Problem to work on:
Please continue the Pecan PIE FAQ below, starting after its last sentence.
───── Passage shown
Q. Why are some of my variants missing?
A. Currently only coding and splice-related variants in disease-related genes make it to the medaling process. Intergenic, intronic, and UTR variants are excluded, as are those in non-coding transcripts.
Q. Why does the ExAC allele frequency shown differ from the ExAC portal?
A. The reported ExAC frequency may differ for several reasons:
- PIE uses the TCGA-subtracted distribution of ExAC rather than the main distribution.
- PIE reports the primary allele frequencies in the ExAC database, specifically the AC, AN, and AF fields from the VCF distribution. The ExAC portal appears to use the “adjusted” frequencies which may be different.
Q. Is Pecan PIE free?
A. Pecan PIE is free for non-commercial use. St. Jude covers the cost of running the pipeline and hosting. DNANexus accounts are required to keep track of your jobs in the cloud so that you can retrieve and manage from multiple locations. Accounts also make it possible to alert you of job completion via email.
Frequently asked questions
If you have any questions not covered here, feel free to reach out on our contact form.
Q: Which files are supported?
PIE works with variants in VCF format:
- Uploaded files must be compliant with the VCF specification.
- VCF files may be either uncompressed, or compressed with
bgzip
only.bgzip
is part of the htslib/tabix packages (see below).
──────────
───── Data section
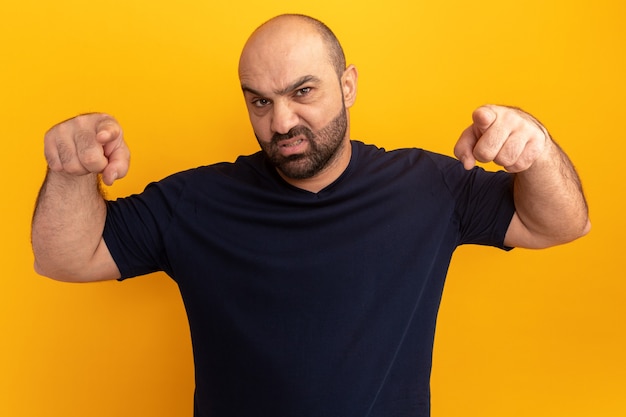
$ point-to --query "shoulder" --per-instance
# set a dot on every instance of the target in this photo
──────────
Exercise response:
Improperly formatted VCF files will not work with PIE. Some common problems include:
- Missing header line
- Missing required columns
- Files were compressed by gzip, zip, or any method other than the required bgzip
To verify compatibility of your VCF you can try one of these methods:
- Compressing your VCF with bgzip and indexing it with tabix, both programs from the HTSlib package (some systems also use the earlier, pre-HTSlib “tabix” package). This process will only succeed for compliant VCF files, and can help diagnose failures.
- Running “vcf-validator” program from the vcftools package.
While the VCF specification also requires that variants be sorted by chromosome name and position, PIE is now often able to automatically correct sorting issues in uploaded files. PIE requires sorted data in order to query data for targeted genes.